■ **PAGE EXTRACT**
The usbmon reports requests made by peripheral-specific drivers to Host Controller Drivers (HCD). So, if HCD is buggy, the traces reported by usbmon may not correspond to bus transactions precisely. This is the same situation as with tcpdump.
* How to use usbmon to collect raw text traces
Unlike the packet socket, usbmon has an interface which provides traces in a text format. This is used for two purposes. First, it serves as a common trace exchange format for tools while more sophisticated formats are finalized. Second, humans can read it in case tools are not available.
To collect a raw text trace, execute following steps.
1. Prepare
Mount debugfs (it has to be enabled in your kernel configuration), and load the usbmon module (if built as module). The second step is skipped if usbmon is built into the kernel.
# mount -t debugfs none_debugs /sys/kernel/debug # modprobe usbmon #
Verify that bus sockets are present.
# ls /sys/kernel/debug/usbmon 0s 0t 0u 1s 1t 1u 2s 2t 2u 3s 3t 3u 4s 4t 4u #
Now you can choose to either use the sockets numbered '0' (to capture packets on all buses), and skip to step #3, or find the bus used by your device with step #2.
2. Find which bus connects to the desired device
Run "cat /proc/bus/usb/devices", and find the T-line which corresponds to the device. Usually you do it by looking for the vendor string. If you have many similar devices, unplug one and compare two /proc/bus/usb/devices outputs. The T-line will have a bus number. Example:
T: Bus=03 Lev=01 Prnt=01 Port=00 Cnt=01 Dev#= 2 Spd=12 MxCh= 0 D: Ver= 1.10 Cls=00(>ifc ) Sub=00 Prot=00 MxPS= 8 #Cfgs= 1 P: Vendor=0557 ProdID=2004 Rev= 1.00 S: Manufacturer=ATEN S: Product=UC100KM V2.00
Bus=03 means it's bus 3.

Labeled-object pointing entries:

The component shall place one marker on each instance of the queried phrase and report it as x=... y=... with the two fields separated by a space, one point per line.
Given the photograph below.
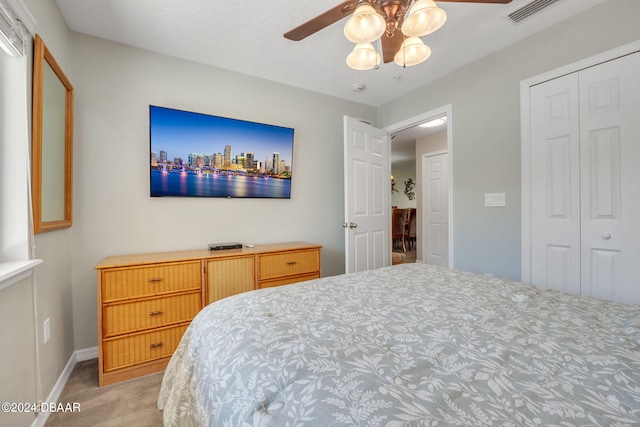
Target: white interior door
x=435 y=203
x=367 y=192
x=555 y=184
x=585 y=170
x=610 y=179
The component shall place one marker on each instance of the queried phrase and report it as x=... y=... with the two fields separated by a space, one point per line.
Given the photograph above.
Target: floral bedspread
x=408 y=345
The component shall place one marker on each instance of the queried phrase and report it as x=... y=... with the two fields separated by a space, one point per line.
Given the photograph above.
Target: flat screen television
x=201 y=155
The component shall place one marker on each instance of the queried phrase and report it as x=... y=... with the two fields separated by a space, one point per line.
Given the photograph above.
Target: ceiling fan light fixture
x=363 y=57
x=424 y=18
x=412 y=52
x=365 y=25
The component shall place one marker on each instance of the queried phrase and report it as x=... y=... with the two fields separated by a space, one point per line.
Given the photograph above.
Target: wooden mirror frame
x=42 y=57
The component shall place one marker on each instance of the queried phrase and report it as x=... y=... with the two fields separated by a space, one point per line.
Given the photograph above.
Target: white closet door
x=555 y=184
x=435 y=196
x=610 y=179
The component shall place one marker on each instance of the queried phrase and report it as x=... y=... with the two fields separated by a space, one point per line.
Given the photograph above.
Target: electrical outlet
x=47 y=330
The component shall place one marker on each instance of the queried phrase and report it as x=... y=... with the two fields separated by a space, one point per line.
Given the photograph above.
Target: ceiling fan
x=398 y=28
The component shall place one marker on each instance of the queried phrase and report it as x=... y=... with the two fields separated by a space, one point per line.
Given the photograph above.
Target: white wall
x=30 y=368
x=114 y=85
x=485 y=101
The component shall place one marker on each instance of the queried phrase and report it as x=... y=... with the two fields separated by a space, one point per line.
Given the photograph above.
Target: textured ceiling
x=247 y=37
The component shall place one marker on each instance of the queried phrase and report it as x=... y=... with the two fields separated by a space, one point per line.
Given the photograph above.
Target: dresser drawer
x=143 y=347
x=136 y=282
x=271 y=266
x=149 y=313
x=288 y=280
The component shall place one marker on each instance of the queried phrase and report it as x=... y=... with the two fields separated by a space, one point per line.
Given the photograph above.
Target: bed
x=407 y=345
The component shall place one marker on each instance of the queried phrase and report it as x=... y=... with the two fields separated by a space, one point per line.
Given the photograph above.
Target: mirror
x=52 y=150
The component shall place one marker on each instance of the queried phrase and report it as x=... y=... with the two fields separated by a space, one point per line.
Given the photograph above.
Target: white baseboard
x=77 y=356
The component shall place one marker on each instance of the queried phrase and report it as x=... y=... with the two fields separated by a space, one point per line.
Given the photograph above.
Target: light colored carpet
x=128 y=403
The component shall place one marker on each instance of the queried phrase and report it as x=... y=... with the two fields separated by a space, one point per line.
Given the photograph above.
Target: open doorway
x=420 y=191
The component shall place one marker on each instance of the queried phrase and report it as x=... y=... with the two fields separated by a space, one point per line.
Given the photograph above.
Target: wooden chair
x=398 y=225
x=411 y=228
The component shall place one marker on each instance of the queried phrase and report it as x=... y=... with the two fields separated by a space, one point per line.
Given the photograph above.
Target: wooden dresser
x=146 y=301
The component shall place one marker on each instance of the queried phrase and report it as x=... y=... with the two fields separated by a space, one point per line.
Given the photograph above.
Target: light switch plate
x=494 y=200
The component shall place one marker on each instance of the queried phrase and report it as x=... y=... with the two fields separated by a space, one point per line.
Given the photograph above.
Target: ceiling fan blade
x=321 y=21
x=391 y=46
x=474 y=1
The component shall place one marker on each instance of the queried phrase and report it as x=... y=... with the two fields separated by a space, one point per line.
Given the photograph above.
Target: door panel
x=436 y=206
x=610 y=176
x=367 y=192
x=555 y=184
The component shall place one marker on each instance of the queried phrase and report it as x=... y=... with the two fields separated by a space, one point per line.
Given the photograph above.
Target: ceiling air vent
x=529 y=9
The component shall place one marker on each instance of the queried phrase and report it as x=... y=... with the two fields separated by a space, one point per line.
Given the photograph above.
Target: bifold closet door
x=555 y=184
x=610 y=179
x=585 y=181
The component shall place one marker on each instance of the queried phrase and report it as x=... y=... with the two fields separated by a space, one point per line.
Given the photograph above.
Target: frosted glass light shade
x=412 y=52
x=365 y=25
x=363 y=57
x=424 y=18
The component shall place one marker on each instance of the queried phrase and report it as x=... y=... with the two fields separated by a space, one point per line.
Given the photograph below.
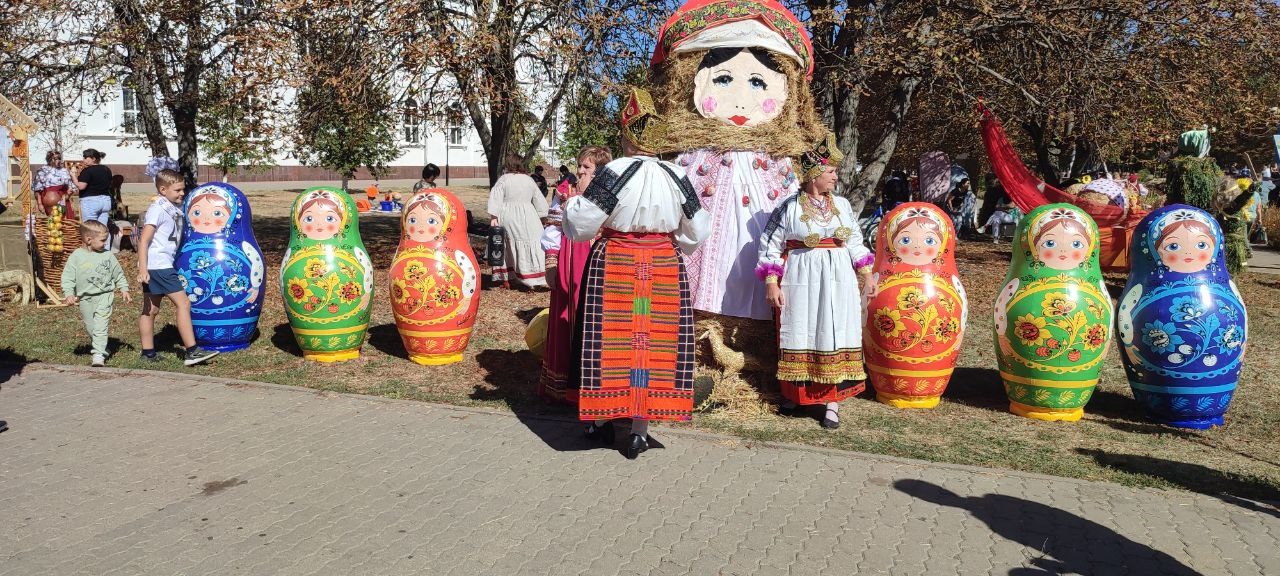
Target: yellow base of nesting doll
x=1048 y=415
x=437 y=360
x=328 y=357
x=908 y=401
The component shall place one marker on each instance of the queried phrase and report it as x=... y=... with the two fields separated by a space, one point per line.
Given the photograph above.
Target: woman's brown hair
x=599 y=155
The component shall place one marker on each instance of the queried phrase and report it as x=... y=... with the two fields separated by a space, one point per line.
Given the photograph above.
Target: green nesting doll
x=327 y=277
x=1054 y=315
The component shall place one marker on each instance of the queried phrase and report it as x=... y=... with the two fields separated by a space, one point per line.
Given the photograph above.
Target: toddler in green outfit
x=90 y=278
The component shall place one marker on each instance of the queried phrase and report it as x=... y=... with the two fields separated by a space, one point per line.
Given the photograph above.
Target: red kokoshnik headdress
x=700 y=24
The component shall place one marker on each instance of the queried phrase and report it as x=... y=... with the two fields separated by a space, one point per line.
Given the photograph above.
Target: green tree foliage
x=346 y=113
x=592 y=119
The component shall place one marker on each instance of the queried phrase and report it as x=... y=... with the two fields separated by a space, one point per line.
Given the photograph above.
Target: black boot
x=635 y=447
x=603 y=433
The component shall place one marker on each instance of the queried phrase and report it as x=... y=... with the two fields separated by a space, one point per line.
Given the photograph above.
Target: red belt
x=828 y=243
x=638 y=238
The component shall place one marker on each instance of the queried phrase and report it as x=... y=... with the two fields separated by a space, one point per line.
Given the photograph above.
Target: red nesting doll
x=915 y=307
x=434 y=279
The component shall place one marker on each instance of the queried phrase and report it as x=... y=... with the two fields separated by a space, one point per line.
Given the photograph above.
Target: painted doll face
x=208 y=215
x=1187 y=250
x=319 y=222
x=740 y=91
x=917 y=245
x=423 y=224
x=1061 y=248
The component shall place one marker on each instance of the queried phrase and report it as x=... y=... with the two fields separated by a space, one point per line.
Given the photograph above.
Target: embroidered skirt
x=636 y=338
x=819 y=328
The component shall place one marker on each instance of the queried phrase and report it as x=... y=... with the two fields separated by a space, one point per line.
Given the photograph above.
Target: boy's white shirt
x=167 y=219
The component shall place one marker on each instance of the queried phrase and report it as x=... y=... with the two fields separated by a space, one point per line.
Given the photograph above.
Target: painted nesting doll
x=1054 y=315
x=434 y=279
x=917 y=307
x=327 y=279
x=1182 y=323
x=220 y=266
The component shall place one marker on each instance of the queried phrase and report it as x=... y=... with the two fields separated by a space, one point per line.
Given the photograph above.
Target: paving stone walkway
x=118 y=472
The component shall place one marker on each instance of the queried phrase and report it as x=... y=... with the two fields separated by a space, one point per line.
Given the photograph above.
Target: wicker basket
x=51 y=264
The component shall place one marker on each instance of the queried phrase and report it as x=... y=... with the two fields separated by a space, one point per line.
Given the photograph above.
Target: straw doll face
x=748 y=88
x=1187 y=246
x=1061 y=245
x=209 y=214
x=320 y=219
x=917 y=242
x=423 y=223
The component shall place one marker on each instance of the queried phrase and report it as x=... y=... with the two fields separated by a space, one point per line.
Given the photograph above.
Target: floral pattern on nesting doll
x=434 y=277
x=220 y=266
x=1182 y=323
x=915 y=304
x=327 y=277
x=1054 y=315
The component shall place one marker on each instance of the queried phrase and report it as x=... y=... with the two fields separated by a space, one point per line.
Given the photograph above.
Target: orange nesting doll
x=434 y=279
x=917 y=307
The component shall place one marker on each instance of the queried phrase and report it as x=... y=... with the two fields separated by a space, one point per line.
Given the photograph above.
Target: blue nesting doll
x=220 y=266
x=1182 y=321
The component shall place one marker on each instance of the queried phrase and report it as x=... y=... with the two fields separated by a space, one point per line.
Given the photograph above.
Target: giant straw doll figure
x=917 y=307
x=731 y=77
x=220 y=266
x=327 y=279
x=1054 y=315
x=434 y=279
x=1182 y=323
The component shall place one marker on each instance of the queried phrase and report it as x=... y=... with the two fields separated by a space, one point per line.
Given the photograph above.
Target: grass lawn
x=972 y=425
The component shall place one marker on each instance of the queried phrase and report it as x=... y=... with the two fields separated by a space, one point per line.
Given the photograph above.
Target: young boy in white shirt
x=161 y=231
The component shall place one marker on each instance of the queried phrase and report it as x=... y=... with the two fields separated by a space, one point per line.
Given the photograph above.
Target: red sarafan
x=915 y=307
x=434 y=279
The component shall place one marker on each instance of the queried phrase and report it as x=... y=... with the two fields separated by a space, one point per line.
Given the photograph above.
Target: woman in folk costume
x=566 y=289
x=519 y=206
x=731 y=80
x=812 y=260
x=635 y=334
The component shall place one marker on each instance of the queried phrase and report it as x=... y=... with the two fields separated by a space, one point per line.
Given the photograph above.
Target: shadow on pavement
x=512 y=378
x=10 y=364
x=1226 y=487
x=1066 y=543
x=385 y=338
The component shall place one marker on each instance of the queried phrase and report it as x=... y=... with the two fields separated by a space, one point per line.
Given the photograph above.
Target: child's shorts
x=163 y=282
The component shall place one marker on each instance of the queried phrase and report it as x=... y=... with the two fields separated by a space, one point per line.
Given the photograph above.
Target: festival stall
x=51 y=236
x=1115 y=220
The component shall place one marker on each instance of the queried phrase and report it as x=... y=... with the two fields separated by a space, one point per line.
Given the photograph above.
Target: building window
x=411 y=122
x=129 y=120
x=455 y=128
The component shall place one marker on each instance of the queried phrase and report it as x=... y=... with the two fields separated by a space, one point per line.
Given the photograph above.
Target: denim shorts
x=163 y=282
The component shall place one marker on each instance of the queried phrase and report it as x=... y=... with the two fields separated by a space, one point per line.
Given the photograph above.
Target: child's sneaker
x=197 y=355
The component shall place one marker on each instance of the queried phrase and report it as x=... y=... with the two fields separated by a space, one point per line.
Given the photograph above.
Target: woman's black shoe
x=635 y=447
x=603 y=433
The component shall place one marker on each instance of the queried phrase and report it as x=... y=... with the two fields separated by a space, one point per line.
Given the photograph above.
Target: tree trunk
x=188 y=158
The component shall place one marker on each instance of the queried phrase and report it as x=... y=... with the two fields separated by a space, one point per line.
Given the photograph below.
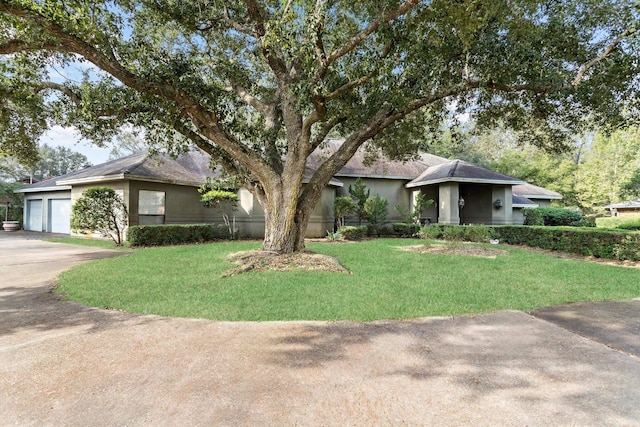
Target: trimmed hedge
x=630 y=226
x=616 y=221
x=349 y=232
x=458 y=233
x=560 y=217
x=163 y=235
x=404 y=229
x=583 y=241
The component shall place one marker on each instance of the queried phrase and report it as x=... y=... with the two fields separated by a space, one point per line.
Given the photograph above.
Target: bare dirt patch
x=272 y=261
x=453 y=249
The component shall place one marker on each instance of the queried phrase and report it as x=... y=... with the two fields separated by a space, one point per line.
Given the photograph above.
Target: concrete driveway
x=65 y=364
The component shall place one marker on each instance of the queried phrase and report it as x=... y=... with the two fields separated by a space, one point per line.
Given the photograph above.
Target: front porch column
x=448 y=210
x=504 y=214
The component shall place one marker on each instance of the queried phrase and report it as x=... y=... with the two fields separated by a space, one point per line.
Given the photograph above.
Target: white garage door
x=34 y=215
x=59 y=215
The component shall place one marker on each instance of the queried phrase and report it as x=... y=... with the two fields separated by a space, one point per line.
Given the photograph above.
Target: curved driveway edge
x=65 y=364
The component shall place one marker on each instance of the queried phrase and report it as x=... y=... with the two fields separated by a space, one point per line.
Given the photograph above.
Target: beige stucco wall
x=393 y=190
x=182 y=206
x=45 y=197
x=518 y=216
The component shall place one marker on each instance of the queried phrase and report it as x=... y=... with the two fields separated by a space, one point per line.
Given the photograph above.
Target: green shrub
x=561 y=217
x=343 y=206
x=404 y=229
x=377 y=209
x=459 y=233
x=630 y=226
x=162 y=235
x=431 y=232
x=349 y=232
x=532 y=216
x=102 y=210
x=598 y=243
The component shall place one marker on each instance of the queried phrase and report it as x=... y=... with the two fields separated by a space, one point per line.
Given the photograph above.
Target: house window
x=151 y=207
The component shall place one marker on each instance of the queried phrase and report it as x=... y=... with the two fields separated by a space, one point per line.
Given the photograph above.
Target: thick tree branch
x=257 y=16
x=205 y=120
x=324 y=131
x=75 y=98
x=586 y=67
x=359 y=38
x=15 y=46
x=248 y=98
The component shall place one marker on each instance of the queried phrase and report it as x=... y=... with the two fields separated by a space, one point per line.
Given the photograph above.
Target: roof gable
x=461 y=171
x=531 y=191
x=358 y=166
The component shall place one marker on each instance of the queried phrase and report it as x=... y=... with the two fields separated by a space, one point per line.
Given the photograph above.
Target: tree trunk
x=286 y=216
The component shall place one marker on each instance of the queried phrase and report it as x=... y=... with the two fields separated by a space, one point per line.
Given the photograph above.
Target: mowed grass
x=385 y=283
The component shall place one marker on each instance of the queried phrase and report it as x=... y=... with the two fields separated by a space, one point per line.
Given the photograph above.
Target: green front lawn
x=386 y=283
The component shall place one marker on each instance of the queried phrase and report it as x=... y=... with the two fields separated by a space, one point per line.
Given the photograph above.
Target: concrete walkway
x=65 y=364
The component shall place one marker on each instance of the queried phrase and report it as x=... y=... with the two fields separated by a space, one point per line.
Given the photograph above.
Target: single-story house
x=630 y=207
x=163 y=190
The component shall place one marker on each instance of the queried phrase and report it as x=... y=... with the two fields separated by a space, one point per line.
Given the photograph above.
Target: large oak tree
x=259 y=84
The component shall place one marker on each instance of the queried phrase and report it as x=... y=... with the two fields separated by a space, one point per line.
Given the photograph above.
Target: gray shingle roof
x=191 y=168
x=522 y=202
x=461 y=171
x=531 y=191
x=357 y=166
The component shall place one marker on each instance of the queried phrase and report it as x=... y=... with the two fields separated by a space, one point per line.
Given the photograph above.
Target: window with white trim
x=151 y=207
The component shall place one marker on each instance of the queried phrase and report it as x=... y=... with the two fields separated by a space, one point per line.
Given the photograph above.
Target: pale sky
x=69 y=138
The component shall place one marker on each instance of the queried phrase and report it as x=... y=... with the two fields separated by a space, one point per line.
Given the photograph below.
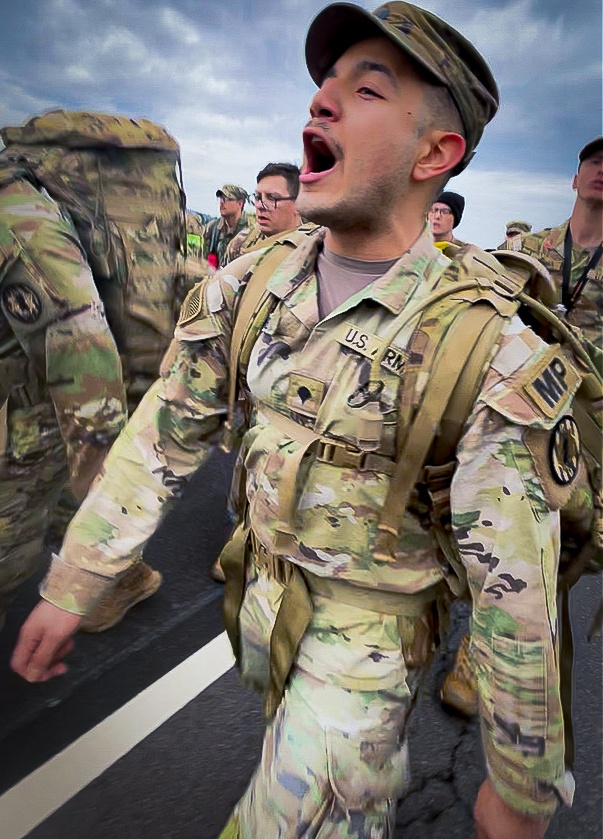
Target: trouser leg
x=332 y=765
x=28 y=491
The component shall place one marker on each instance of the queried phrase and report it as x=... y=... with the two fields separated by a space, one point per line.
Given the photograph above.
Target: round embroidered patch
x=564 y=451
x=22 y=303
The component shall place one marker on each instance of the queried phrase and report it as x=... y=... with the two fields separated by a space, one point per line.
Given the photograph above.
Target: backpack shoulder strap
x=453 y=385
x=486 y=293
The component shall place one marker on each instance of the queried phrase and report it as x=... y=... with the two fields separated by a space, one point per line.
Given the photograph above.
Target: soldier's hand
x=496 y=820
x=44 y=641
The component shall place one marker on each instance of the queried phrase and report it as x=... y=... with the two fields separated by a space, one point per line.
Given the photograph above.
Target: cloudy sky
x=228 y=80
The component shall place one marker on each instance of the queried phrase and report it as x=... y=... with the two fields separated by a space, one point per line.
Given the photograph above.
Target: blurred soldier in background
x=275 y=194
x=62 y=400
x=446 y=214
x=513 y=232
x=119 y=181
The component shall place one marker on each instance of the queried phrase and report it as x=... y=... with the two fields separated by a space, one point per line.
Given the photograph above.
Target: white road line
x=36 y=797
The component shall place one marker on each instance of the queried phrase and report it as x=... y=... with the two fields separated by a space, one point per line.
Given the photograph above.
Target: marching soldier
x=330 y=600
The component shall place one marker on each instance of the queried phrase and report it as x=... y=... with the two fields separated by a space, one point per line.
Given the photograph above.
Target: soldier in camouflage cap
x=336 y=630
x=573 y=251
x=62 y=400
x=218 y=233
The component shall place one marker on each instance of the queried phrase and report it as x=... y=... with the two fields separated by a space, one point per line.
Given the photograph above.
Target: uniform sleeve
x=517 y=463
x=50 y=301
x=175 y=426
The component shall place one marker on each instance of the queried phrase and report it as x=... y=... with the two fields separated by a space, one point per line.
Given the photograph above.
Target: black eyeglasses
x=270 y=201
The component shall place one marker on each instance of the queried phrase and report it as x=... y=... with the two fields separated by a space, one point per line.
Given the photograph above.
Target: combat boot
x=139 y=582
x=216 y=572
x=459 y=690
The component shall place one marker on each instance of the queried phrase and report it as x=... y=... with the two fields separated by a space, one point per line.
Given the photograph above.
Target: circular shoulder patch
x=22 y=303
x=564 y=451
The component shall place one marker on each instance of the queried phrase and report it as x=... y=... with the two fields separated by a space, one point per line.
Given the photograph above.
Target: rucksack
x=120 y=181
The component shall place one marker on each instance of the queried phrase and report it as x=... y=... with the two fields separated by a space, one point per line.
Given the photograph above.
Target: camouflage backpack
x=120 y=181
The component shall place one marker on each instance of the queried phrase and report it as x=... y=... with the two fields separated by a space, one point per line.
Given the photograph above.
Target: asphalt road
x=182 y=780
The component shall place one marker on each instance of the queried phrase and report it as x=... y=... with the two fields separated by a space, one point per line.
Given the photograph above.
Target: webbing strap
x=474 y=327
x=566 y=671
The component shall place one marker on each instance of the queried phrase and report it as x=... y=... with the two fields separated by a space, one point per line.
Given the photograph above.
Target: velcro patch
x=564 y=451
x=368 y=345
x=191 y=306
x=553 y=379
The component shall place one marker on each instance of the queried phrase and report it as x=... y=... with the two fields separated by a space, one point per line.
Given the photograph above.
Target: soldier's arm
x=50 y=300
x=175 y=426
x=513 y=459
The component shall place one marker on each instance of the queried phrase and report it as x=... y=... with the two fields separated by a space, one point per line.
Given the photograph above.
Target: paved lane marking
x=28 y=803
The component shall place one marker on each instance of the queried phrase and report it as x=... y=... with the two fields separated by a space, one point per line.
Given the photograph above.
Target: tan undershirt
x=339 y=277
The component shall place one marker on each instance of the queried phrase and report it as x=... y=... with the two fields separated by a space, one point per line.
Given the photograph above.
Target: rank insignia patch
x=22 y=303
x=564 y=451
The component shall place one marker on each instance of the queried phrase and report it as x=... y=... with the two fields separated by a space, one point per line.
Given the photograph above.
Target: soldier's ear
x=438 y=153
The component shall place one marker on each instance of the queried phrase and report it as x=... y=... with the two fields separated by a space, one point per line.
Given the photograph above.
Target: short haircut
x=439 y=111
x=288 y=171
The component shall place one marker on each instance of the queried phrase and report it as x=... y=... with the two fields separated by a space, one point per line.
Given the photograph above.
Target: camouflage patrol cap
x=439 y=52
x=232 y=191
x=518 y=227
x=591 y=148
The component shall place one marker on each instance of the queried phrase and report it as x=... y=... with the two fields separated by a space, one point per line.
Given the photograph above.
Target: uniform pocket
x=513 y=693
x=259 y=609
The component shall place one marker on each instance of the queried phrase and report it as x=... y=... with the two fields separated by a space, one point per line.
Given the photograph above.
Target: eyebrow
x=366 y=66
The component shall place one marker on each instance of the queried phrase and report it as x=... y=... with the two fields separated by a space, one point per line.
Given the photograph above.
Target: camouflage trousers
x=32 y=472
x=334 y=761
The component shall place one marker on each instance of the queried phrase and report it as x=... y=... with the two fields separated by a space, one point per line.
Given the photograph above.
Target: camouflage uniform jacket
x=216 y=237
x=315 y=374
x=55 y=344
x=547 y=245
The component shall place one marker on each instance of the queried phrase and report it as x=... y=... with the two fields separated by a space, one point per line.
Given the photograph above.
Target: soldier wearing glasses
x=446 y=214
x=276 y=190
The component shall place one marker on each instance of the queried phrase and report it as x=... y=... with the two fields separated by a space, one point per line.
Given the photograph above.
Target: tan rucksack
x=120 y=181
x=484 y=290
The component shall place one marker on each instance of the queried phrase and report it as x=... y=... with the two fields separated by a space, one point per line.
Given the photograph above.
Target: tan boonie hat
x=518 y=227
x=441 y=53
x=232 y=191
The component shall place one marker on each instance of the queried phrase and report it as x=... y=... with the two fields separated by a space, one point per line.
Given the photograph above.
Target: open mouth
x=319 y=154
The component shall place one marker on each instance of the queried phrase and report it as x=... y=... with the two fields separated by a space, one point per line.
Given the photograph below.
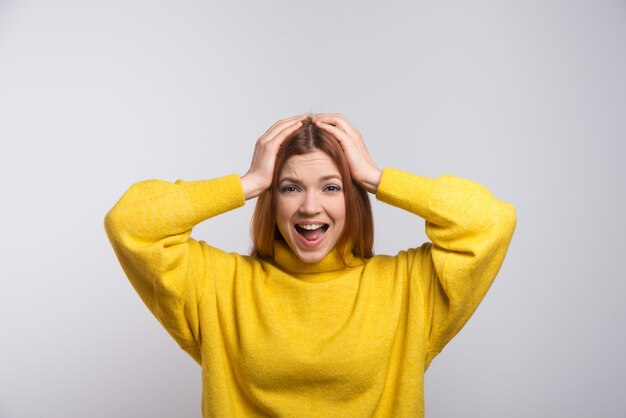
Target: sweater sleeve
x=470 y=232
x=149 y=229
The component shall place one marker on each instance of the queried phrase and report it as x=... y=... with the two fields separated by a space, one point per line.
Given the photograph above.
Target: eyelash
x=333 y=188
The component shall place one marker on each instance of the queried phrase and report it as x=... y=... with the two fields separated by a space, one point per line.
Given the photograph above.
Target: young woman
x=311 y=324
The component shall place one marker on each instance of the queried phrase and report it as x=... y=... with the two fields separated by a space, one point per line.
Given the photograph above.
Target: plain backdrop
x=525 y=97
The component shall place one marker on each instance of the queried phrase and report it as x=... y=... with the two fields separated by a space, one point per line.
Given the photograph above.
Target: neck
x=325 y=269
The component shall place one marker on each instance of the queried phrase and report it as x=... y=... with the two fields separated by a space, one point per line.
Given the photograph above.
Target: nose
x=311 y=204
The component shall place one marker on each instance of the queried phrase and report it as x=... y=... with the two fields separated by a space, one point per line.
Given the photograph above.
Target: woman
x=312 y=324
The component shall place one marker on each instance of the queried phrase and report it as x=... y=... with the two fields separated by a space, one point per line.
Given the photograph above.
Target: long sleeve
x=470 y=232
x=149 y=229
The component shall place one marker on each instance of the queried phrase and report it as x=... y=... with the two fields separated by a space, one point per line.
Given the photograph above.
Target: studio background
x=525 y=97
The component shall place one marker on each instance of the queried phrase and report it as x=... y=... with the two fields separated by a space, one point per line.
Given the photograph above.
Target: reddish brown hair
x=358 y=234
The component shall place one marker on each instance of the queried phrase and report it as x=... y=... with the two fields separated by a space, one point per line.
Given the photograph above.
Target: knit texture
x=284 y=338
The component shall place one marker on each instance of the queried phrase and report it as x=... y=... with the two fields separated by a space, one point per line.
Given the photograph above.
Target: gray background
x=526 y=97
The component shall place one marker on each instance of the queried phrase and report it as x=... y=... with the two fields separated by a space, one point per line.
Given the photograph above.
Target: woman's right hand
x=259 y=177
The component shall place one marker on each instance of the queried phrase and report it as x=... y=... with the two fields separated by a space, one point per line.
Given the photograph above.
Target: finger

■ **REQUIRED WORK**
1 > Count the lines of the listing that contain the string "embroidered", treating uppercase and lowercase as different. Reply with the number only.
2 > Continue the usbmon excerpt from its final sentence.

■ **TASK RESULTS**
1 > 2

2 >
3. Start 'cat'
# cat /sys/kernel/debug/usbmon/3u > /tmp/1.mon.out
to listen on a single bus, otherwise, to listen on all buses, type:
# cat /sys/kernel/debug/usbmon/0u > /tmp/1.mon.out
This process will be reading until killed. Naturally, the output can be redirected to a desirable location. This is preferred, because it is going to be quite long.
4. Perform the desired operation on the USB bus
This is where you do something that creates the traffic: plug in a flash key, copy files, control a webcam, etc.
5. Kill cat
Usually it's done with a keyboard interrupt (Control-C).
At this point the output file (/tmp/1.mon.out in this example) can be saved, sent by e-mail, or inspected with a text editor. In the last case make sure that the file size is not excessive for your favourite editor.
* Raw text data format
Two formats are supported currently: the original, or '1t' format, and the '1u' format. The '1t' format is deprecated in kernel 2.6.21. The '1u' format adds a few fields, such as ISO frame descriptors, interval, etc. It produces slightly longer lines, but otherwise is a perfect superset of '1t' format.
If it is desired to recognize one from the other in a program, look at the "address" word (see below), where '1u' format adds a bus number. If 2 colons are present, it's the '1t' format, otherwise '1u'.
Any text format data consists of a stream of events, such as URB submission, URB callback, submission error. Every event is a text line, which consists of whitespace separated words. The number or position of words may depend on the event type, but there is a set of words, common for all types.
Here is the list of words, from left to right:
- URB Tag. This is used to identify URBs is normally a kernel mode address of the URB structure in hexadecimal.
- Timestamp in microseconds, a decimal number. The timestamp's resolution depends on available clock, and so it can be much worse than a microsecond (if the implementation uses jiffies, for example).
- Event Type. This type refers to the format of the event, not URB type. Available types are: S - submission, C - callback, E - submission error.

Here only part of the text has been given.